#### ENTRIES
>>>

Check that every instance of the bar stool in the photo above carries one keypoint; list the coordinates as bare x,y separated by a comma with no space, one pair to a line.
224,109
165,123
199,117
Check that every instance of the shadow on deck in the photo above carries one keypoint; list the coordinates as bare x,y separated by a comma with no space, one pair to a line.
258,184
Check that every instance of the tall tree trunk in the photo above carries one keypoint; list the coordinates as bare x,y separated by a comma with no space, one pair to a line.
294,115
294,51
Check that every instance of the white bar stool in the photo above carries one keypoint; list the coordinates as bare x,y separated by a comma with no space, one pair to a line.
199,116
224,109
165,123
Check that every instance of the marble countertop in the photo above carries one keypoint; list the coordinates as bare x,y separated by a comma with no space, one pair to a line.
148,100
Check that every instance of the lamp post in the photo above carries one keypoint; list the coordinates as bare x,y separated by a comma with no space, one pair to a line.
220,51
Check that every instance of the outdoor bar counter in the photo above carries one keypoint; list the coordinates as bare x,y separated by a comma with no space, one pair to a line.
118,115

<<<

#### INSTRUCTIONS TO FOLLOW
Please turn the listing above into a numbered list, leaving out any blank lines.

#### RESULT OF THE EXERCISE
1. Check that every instance of the bar stool in the photo above carries one keypoint; list the coordinates as bare x,y separated by a comma with no space, one pair to a line.
2. 224,109
3. 165,123
4. 199,117
5. Check that every instance of the shadow on deck in the photo above carries one keypoint; list the coordinates as bare x,y separated by a comma with no space, one pair to a line.
6. 258,184
7. Check that every instance of the tall tree trunk in the photo above carries one keypoint; list the coordinates as bare x,y separated by a comma with no space, one pair to a line.
8. 294,115
9. 294,51
10. Check that every instance of the white bar stool in the photo above carries one keypoint; list the coordinates as bare x,y separated by a comma with no space, one pair to a line.
11. 199,116
12. 224,109
13. 165,123
14. Check that every instance of the marble countertop in the photo above carries one keypoint; list the coordinates as bare x,y separated by a comma with no space, one pair to a line.
15. 148,100
16. Check that every instance of the lamp post in the photo above carries one keypoint; list the coordinates as bare x,y separated by a comma with no space, one pair to a line.
17. 220,51
18. Check that every instance of the outdoor bar counter in the photo above carries one keypoint; list the coordinates as bare x,y separated by a comma with no space, one pair to a line.
19. 118,115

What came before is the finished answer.